[BEGIN Input material]

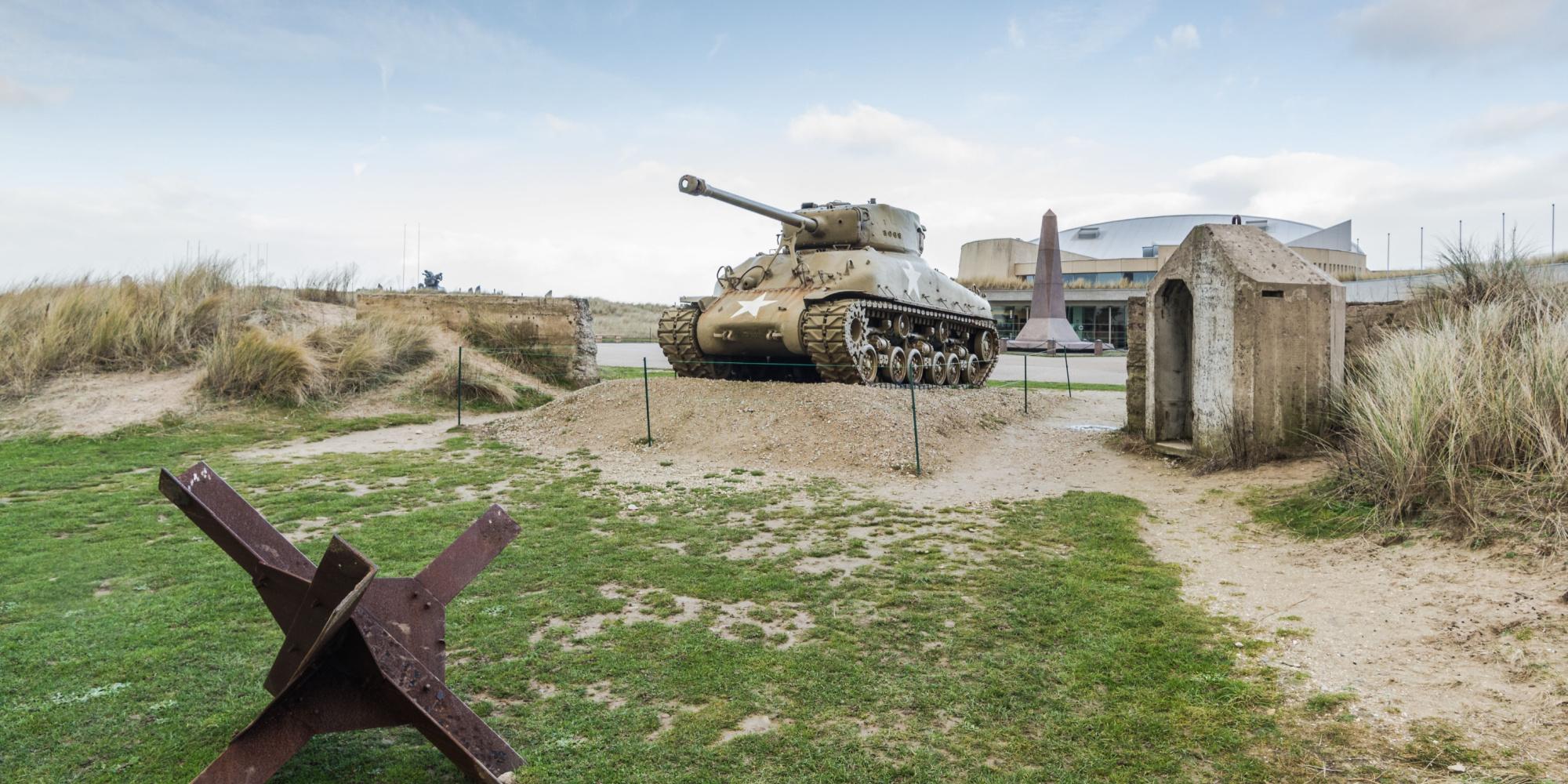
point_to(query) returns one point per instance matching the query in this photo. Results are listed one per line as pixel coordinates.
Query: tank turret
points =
(830, 225)
(846, 297)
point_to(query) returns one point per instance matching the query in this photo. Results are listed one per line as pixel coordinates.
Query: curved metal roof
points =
(1128, 238)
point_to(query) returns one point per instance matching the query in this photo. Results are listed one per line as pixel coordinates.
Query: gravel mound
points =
(763, 424)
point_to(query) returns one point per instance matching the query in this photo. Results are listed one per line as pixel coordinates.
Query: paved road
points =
(1086, 369)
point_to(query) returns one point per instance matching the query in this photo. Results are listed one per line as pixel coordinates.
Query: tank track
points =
(678, 339)
(840, 335)
(829, 330)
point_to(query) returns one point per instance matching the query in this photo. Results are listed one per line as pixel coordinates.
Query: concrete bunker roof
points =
(1250, 252)
(1127, 238)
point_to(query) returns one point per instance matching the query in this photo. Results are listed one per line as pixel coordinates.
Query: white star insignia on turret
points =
(755, 308)
(913, 280)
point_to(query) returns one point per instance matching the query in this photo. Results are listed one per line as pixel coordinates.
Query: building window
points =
(1106, 324)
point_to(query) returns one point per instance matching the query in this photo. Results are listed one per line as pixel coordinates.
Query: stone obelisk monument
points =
(1048, 311)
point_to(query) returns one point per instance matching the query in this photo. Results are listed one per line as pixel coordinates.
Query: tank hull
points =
(838, 316)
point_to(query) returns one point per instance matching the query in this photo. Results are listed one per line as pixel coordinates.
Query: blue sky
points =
(537, 145)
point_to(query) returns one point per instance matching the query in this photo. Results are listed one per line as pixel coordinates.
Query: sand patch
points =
(96, 404)
(769, 424)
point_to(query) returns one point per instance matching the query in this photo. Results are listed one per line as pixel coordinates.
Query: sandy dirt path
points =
(1421, 630)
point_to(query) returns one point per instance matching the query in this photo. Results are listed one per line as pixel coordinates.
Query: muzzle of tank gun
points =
(700, 187)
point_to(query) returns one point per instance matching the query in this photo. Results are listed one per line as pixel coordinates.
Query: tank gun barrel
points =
(700, 187)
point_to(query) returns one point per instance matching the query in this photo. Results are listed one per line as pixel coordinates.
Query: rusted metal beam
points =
(360, 652)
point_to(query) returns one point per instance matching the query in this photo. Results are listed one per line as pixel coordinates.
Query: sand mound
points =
(742, 424)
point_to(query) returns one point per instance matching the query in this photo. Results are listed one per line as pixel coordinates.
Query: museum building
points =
(1105, 264)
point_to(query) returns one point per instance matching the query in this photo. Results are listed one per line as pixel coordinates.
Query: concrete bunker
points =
(1246, 346)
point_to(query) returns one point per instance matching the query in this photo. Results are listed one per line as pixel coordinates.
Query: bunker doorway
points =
(1174, 366)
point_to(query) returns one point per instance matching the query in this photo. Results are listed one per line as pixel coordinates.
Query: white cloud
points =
(1183, 38)
(1299, 186)
(1446, 29)
(1511, 123)
(869, 129)
(1321, 187)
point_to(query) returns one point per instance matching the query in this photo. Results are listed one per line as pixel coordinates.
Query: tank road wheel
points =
(967, 371)
(953, 371)
(838, 338)
(984, 354)
(678, 339)
(984, 346)
(902, 325)
(916, 366)
(895, 369)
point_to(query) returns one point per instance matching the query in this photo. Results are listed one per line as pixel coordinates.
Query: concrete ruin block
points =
(1246, 346)
(1138, 363)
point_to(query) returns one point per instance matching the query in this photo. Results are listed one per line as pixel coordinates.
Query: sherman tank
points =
(846, 297)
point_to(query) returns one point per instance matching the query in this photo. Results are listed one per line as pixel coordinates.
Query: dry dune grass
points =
(263, 366)
(371, 352)
(1467, 416)
(343, 360)
(477, 385)
(625, 321)
(132, 324)
(518, 344)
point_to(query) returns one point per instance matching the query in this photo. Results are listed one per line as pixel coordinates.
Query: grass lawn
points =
(1020, 642)
(611, 374)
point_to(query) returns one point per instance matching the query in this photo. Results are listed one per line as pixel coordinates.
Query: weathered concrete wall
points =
(1266, 346)
(1138, 365)
(556, 330)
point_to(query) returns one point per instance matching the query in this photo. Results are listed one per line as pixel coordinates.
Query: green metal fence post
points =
(1026, 383)
(648, 405)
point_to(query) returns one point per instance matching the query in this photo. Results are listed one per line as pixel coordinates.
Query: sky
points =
(537, 147)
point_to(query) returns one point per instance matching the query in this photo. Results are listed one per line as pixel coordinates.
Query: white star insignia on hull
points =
(912, 280)
(755, 308)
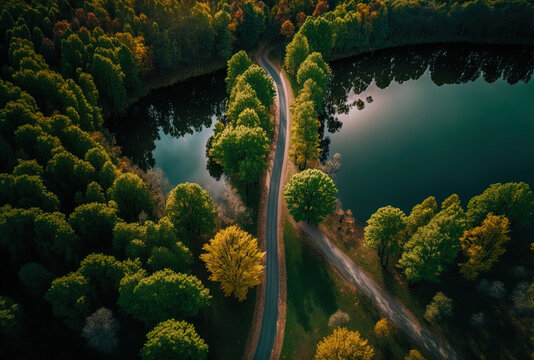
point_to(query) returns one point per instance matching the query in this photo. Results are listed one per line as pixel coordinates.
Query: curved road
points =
(387, 304)
(270, 309)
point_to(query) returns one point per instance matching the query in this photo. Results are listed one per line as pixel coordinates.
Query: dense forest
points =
(91, 243)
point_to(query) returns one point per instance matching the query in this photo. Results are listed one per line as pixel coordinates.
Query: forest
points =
(92, 243)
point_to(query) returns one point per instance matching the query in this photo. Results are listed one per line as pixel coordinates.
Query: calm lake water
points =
(440, 120)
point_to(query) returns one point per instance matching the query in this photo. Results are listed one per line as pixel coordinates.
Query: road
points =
(390, 307)
(270, 309)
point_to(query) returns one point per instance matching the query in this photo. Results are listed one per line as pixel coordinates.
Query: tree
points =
(439, 308)
(483, 245)
(344, 344)
(131, 195)
(515, 201)
(337, 319)
(384, 232)
(162, 295)
(234, 259)
(191, 209)
(383, 328)
(237, 65)
(101, 330)
(287, 29)
(434, 245)
(310, 195)
(261, 83)
(414, 355)
(304, 133)
(296, 52)
(173, 339)
(242, 152)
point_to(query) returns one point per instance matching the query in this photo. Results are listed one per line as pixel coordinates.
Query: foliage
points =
(515, 201)
(191, 209)
(384, 231)
(234, 259)
(173, 339)
(483, 245)
(344, 344)
(439, 308)
(310, 195)
(100, 331)
(162, 295)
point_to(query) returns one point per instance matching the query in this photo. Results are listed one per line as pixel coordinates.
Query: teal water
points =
(418, 138)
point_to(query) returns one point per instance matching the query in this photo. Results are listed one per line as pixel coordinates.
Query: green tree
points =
(242, 152)
(515, 201)
(234, 259)
(434, 245)
(173, 339)
(310, 195)
(237, 65)
(131, 195)
(384, 231)
(191, 209)
(162, 295)
(483, 245)
(439, 308)
(344, 344)
(296, 52)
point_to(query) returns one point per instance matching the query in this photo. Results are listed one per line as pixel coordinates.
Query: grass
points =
(471, 342)
(314, 292)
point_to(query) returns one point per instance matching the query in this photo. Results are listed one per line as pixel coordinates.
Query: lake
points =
(439, 120)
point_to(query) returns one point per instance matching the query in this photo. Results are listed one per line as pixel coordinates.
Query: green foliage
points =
(173, 339)
(439, 308)
(515, 201)
(237, 65)
(162, 295)
(191, 209)
(296, 52)
(434, 246)
(310, 195)
(131, 195)
(384, 231)
(36, 278)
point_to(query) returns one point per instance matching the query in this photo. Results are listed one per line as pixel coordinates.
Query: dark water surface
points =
(440, 121)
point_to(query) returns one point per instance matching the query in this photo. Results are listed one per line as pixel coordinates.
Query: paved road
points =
(388, 305)
(270, 310)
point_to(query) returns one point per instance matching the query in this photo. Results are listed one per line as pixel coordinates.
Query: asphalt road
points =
(390, 307)
(270, 310)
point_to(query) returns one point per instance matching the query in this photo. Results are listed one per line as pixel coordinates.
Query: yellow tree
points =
(234, 259)
(344, 344)
(483, 245)
(383, 328)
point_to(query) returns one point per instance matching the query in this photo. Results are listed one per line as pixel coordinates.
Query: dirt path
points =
(390, 307)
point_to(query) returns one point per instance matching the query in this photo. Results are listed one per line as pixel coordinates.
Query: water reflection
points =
(176, 111)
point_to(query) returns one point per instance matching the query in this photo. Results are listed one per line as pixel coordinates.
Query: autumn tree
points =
(439, 308)
(384, 232)
(131, 195)
(515, 201)
(483, 245)
(234, 259)
(344, 344)
(191, 209)
(237, 65)
(162, 295)
(310, 195)
(296, 52)
(287, 29)
(173, 339)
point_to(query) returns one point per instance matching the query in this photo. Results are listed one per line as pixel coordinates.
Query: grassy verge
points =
(314, 292)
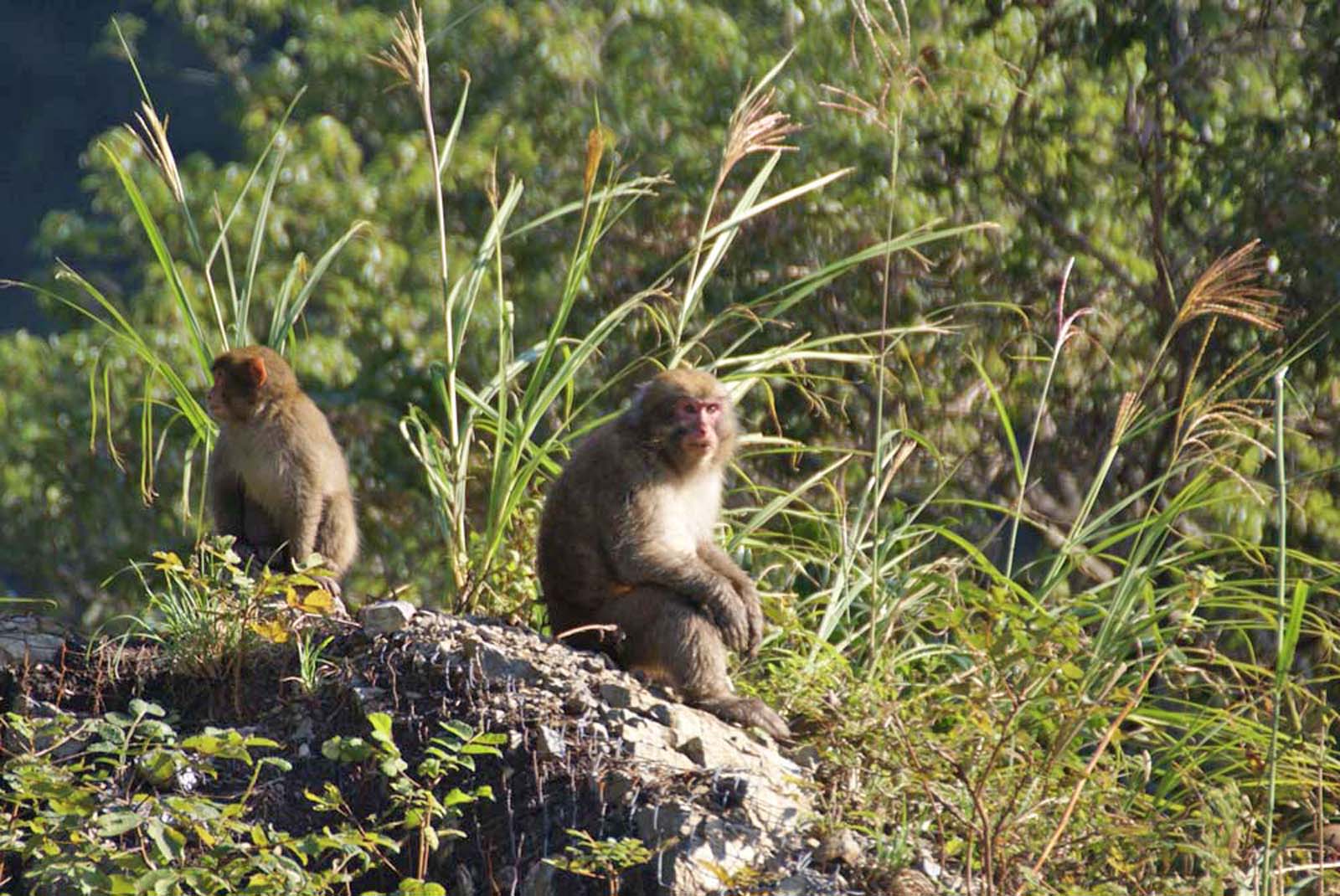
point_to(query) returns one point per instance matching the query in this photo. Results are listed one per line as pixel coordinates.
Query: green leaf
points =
(118, 822)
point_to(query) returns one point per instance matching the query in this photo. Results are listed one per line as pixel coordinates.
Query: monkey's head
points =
(245, 379)
(688, 417)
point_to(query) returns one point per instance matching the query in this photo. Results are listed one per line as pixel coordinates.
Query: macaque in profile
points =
(278, 478)
(627, 540)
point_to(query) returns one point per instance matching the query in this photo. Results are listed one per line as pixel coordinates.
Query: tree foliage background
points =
(1142, 138)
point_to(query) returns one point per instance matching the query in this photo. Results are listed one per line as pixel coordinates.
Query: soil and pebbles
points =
(589, 748)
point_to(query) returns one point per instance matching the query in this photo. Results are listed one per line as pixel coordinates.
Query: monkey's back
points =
(571, 558)
(288, 456)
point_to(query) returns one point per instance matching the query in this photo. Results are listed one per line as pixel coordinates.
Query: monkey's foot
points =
(747, 712)
(328, 584)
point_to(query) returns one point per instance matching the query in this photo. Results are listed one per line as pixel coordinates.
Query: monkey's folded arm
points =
(744, 585)
(641, 561)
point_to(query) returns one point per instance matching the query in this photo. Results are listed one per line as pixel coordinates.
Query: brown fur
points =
(626, 540)
(278, 478)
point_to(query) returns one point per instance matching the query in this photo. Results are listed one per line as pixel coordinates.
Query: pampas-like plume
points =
(754, 129)
(408, 54)
(1228, 288)
(153, 136)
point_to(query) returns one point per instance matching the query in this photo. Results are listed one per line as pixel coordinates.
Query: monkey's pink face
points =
(698, 420)
(223, 401)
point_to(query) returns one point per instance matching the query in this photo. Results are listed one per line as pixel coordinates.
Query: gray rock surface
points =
(708, 799)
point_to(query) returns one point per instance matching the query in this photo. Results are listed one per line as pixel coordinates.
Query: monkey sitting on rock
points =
(278, 478)
(626, 540)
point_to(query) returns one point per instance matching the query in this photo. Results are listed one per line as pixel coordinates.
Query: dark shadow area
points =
(60, 89)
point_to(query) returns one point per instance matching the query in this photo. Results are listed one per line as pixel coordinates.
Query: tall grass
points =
(526, 415)
(1090, 714)
(228, 317)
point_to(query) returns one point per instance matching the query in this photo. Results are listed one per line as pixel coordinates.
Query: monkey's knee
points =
(337, 538)
(681, 647)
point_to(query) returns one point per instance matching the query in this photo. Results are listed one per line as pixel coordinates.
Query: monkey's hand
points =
(729, 612)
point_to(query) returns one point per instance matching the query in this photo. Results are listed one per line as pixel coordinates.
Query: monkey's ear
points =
(254, 368)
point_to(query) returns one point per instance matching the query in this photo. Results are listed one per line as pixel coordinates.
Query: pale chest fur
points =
(688, 512)
(271, 467)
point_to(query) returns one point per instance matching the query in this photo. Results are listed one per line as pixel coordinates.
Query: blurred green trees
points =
(1143, 138)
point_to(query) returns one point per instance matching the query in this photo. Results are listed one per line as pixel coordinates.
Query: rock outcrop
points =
(590, 749)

[END Input material]

▸ Exercise description
Change "pixel coordinates" to "pixel positions" in the material from its first line through the line containing "(1048, 311)", and leave every other word as it is. Omit the pictures from your answer.

▸ Solution
point_to(query) returns one point per instance matching the query in this photo. Results are listed one per line as pixel positions.
Query: tank turret
points =
(830, 225)
(846, 297)
point_to(query) returns one point per instance matching the query in this photo. Results are listed one per line as pixel positions.
Query: curved metal roof
points =
(1128, 238)
point_to(query) returns one point per instance matching the query in this photo. Results are listed one per line as pixel positions.
Query: gravel mound
points =
(763, 424)
point_to(query) returns one point per instance matching the query in this photo. Results are listed one per line as pixel positions.
Query: paved road
points =
(1086, 369)
point_to(query) returns one point per instance matching the query in this photo. Results are listed one per line as pixel positions.
Query: tank track
points =
(678, 339)
(840, 335)
(829, 330)
point_to(query) returns one point per instance matching the query in this photo. Results are listed one per line as pixel positions.
Query: concrete bunker roof
points =
(1250, 252)
(1127, 238)
point_to(query) returns one point per instance matching the query in this photo. Results are listed one per line as pixel positions.
Query: white star insignia on turret
points =
(755, 308)
(913, 280)
point_to(query) returns one point per instance matching the query in this photo. Results are listed one per line as pixel positions.
Query: building window
points =
(1106, 324)
point_to(query) returns one point per instance matching the query in this photo. Results are listed one per line as pixel positions.
Query: stone obelisk monument
points =
(1048, 311)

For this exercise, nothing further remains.